* STATED PROBLEM A
In the game theory discussion, condense the paragraph beginning "To reiterate" into a short bulleted list that keeps its main points.
* STATED PROBLEM B
List every objection to payout correlation that the game theory discussion raises.

* GIVEN PASSAGE
□ □ □ □ □ □ □

Quote: Or maybe we’re playing a game in which the stag hunt matrix describes some sort of payouts that are not exactly utilities. E.g., we’re in a psychology experiment and the experimenter has shown us a 2x2 table telling us how many dollars we will get in various cases—but maybe I’m a billionaire and literally don’t care whether I get $1 or $10 and figure I might as well try to maximize your payout, or maybe you’re a perfect altruist and (in the absence of any knowledge about our financial situations) you just want to maximize the total take, or maybe I’m actually evil and want you to do as badly as possible.
So, if the other player is “always cooperate” or “always defect” or any other method of determining results that doesn’t correspond to the payouts in the matrix shown to you, then you aren’t playing “prisoner’s dillema” because the utilities to player B are not dependent on what you do. In all these games, you should pick your strategy based on how you expect your counterparty to act, which might or might not include the “in game” incentives as influencers of their behavior.
Here is the definition of a normal-form game:
You are playing prisoner’s dilemma when certain payoff inequalities are satisfied in the normal-form representation. That’s it. There is no canonical assumption that players are expected utility maximizers, or expected payoff maximizers.
Noting that I don’t follow what you mean by this: do you mean to say that player B’s response cannot be a constant function of strategy profiles (ie the response function cannot be constant everywhere)?
Um… the definition of the normal form game you cited explicitly says that the payoffs are in the form of cardinal or ordinal utilities. Which is distinct from in-game payouts.
Also, too, it sounds like you agree that the strategy your counterparty uses can make a normal form game not count as a “stag hunt” or “prisoner’s dillema” or “dating game”
No. In that article, the only spot where ‘utility’ appears is identifying utility with the player’s payoffs/payouts. (EDIT: but perhaps I don’t get what you mean by ‘in-game payouts’?)
To reiterate: I’m not talking about VNM-utility, derived by taking a preference ordering-over-lotteries and back out a coherent utility function. I’m talking about the players having payoff functions which cardinally represent the value of different outcomes. We can call the value-units “squiggles”, or “utilons”, or “payouts”; the OP’s question remains.
No, I don’t agree with that.
Do you have a citation? You seem to believe that this is common knowledge among game theorists, but I don’t think I’ve ever encountered that.
Jacob and I have already considered payout correlation, and I agree that it has some desirable properties. However,
it’s symmetric across players,
it’s invariant to player rationality
which matters, since alignment seems to not just be a function of incentives, but of what-actually-happens and how that affects different players
it equally weights each outcome in the normal-form game, ignoring relevant local dynamics. For example, what if part of the game table is zero-sum, and part is common-payoff? Correlation then can be controlled by zero-sum outcomes which are strictly dominated for all players. For example:
1 / 1 || 2 / 2
-.5 / .5 || 1 / 1
and so I don’t think it’s a slam-dunk solution. At the very least, it would require significant support.

□ □ □ □ □ □ □

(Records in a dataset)
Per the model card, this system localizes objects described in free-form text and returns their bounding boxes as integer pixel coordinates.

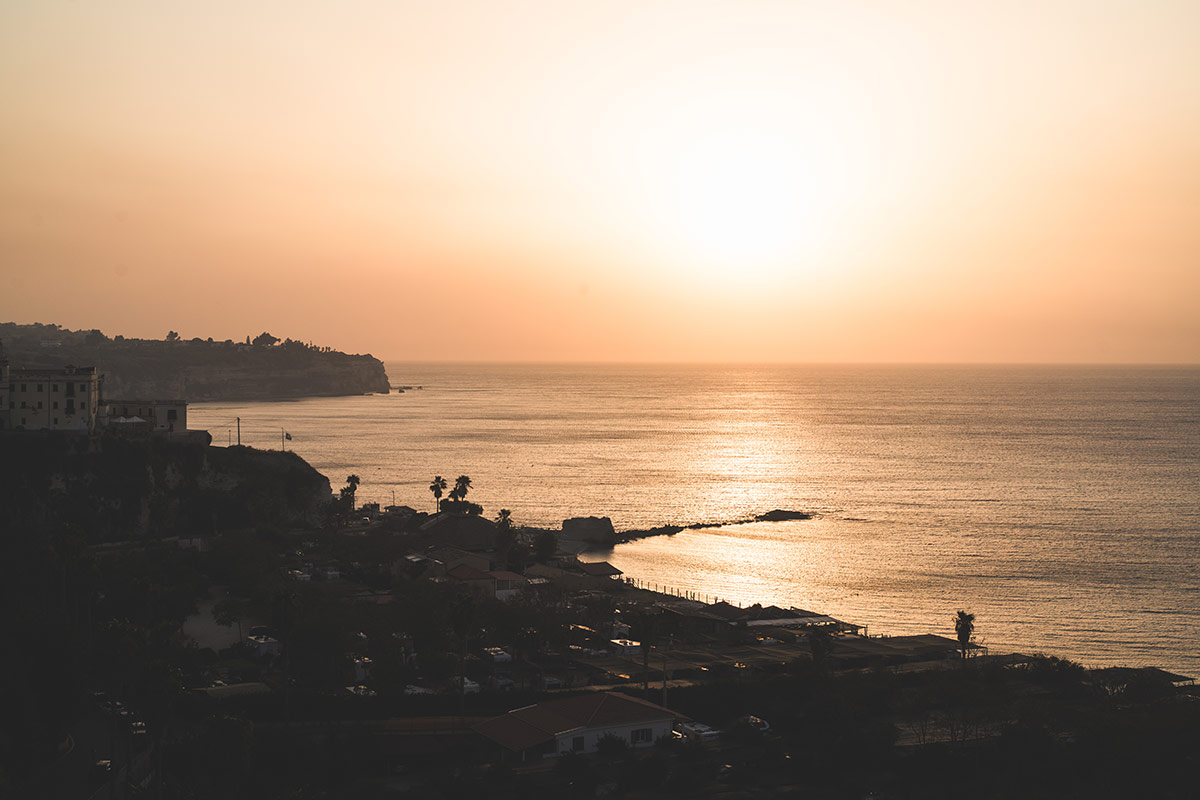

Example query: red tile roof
[475,692,684,752]
[580,561,623,578]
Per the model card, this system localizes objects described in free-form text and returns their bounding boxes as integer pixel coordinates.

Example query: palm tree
[454,475,470,500]
[496,509,516,570]
[430,475,446,512]
[954,610,974,658]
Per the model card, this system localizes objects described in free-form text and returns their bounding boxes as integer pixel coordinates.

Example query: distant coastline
[0,323,391,402]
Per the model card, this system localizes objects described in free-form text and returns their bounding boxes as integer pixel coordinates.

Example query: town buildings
[0,350,103,432]
[0,343,187,433]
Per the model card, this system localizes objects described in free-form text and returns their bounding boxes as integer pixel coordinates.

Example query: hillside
[0,323,389,402]
[0,432,331,543]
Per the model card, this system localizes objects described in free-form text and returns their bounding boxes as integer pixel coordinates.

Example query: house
[488,570,529,600]
[475,692,686,760]
[0,347,103,432]
[444,564,496,597]
[102,399,187,433]
[425,546,492,572]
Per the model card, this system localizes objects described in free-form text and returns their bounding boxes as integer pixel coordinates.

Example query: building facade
[0,353,102,432]
[104,399,187,433]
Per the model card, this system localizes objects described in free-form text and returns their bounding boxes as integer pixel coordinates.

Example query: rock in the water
[755,509,812,522]
[563,517,617,547]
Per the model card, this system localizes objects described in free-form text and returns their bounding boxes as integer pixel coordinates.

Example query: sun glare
[647,128,854,286]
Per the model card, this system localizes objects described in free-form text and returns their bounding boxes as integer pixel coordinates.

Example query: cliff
[0,431,331,543]
[0,323,389,402]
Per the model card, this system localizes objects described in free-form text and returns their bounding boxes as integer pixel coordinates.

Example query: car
[738,714,770,733]
[679,722,721,744]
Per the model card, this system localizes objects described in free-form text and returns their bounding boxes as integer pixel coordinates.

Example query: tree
[454,475,470,500]
[212,597,246,642]
[430,475,446,513]
[496,509,516,570]
[954,610,974,658]
[533,530,558,561]
[809,626,833,672]
[342,475,361,511]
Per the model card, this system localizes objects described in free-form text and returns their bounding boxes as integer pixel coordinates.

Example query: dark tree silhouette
[342,475,362,511]
[430,475,446,513]
[454,475,470,500]
[954,610,974,658]
[496,509,516,569]
[809,626,833,672]
[212,597,246,642]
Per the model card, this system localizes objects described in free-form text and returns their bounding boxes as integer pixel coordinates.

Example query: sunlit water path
[190,365,1200,676]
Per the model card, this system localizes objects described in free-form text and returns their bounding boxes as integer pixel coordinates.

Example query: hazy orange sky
[0,0,1200,362]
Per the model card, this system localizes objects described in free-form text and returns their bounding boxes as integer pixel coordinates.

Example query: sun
[648,127,836,284]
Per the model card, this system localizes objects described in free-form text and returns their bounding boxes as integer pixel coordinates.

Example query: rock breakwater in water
[560,509,815,548]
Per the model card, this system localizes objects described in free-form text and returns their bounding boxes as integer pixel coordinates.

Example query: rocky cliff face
[97,348,389,402]
[0,323,389,402]
[0,432,331,542]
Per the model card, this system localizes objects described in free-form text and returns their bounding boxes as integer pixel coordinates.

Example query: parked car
[738,714,770,733]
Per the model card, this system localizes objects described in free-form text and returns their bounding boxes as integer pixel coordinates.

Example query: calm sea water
[190,363,1200,676]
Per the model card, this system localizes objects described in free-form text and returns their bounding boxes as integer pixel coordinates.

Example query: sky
[0,0,1200,363]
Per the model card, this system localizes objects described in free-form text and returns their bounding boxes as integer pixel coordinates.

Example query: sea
[188,363,1200,678]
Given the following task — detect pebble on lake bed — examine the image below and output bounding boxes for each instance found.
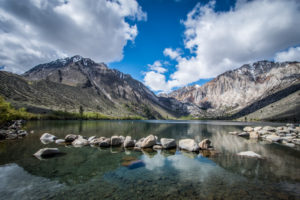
[229,124,300,148]
[237,151,262,158]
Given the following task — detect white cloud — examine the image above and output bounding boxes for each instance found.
[164,48,181,60]
[0,0,147,73]
[144,71,169,91]
[274,47,300,62]
[148,60,167,73]
[146,0,300,90]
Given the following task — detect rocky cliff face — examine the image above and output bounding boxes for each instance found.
[163,61,300,116]
[0,56,199,118]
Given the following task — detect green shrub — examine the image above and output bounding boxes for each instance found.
[0,96,38,124]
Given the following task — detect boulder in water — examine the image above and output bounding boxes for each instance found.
[179,139,199,151]
[199,139,211,150]
[237,151,262,158]
[33,148,61,159]
[160,138,177,149]
[40,133,56,144]
[141,135,156,148]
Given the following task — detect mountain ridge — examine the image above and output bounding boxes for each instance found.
[160,61,300,117]
[0,55,300,119]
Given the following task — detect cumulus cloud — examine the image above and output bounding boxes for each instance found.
[148,60,167,73]
[274,47,300,62]
[0,0,146,73]
[164,48,181,60]
[145,0,300,91]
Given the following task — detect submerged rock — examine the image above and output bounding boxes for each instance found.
[141,135,156,148]
[253,126,262,132]
[160,138,177,149]
[199,139,211,150]
[111,136,123,146]
[55,139,65,144]
[263,126,276,132]
[72,136,89,147]
[238,132,249,137]
[40,133,56,144]
[243,126,253,132]
[237,151,262,158]
[33,148,61,159]
[153,144,163,150]
[123,136,135,148]
[179,139,199,151]
[266,135,282,142]
[249,131,259,139]
[65,134,78,143]
[98,137,111,147]
[135,138,145,148]
[292,139,300,145]
[88,136,96,142]
[17,130,28,137]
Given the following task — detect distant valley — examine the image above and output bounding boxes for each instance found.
[0,56,300,121]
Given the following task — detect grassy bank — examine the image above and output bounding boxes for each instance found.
[0,96,144,125]
[0,96,38,124]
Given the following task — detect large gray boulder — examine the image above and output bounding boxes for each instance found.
[135,138,145,148]
[123,136,135,148]
[238,132,249,137]
[99,137,111,147]
[266,135,282,142]
[249,131,259,139]
[33,148,61,159]
[199,139,211,150]
[253,126,262,132]
[90,137,111,147]
[111,136,123,146]
[65,134,78,143]
[179,139,199,151]
[263,126,276,132]
[72,137,89,147]
[141,135,156,148]
[55,139,65,144]
[160,138,177,149]
[17,130,28,137]
[237,151,262,158]
[40,133,56,144]
[243,126,253,132]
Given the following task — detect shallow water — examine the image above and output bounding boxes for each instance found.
[0,120,300,199]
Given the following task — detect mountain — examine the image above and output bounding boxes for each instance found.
[0,56,300,121]
[160,61,300,118]
[0,56,199,118]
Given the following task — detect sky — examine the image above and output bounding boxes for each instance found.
[0,0,300,93]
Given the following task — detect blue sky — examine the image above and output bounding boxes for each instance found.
[109,0,235,88]
[0,0,300,93]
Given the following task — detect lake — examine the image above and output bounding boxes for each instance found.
[0,120,300,200]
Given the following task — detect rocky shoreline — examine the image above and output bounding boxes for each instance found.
[0,120,28,140]
[229,124,300,148]
[34,133,214,159]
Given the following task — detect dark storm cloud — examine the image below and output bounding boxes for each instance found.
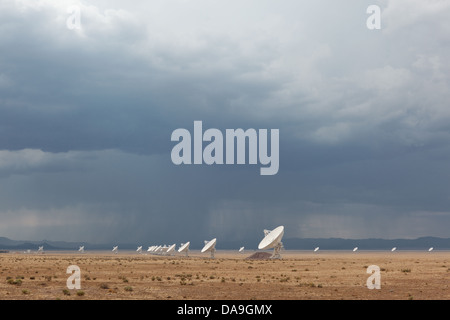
[0,0,450,242]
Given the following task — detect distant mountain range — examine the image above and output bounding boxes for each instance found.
[0,237,450,251]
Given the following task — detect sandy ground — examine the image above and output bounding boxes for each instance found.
[0,251,450,300]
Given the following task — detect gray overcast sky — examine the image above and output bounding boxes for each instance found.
[0,0,450,247]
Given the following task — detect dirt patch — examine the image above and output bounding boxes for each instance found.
[245,252,272,260]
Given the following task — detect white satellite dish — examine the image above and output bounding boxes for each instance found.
[178,241,191,257]
[258,226,284,259]
[201,238,217,259]
[166,243,176,254]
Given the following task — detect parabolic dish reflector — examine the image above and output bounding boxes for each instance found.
[166,243,176,253]
[178,241,191,252]
[258,226,284,250]
[201,238,217,253]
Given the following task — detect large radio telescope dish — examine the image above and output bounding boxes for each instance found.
[178,241,191,257]
[258,226,284,259]
[201,238,217,259]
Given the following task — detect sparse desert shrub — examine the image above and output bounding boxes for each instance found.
[100,283,109,289]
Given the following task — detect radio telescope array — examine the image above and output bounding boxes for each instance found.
[258,226,284,259]
[201,238,217,259]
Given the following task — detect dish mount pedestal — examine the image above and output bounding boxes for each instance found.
[270,242,283,259]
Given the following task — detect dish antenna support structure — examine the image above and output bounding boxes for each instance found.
[258,226,284,259]
[201,238,217,259]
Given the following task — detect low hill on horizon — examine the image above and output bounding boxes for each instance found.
[0,237,450,250]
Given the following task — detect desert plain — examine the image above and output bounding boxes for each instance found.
[0,250,450,300]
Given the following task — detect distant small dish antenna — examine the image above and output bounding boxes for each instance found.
[258,226,284,259]
[201,238,217,259]
[178,241,191,257]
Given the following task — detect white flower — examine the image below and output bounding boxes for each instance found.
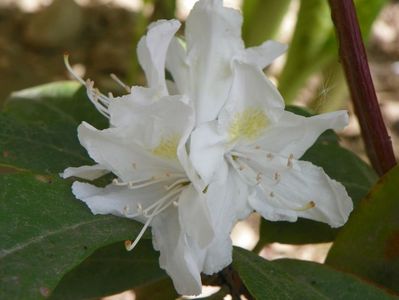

□ □ □ □ □ □ □

* TASK SOLUTION A
- The writer is not referring to VNM-utility, which is derived by taking a preference ordering over lotteries and backing out a coherent utility function.
- The writer means players who have payoff functions that cardinally represent the value of different outcomes.
- These value-units may be called "squiggles," "utilons," or "payouts," and the OP's question remains in any case.

* TASK SOLUTION B
- It is symmetric across players.
- It is invariant to player rationality.
- It weights each outcome in the normal-form game equally and ignores relevant local dynamics.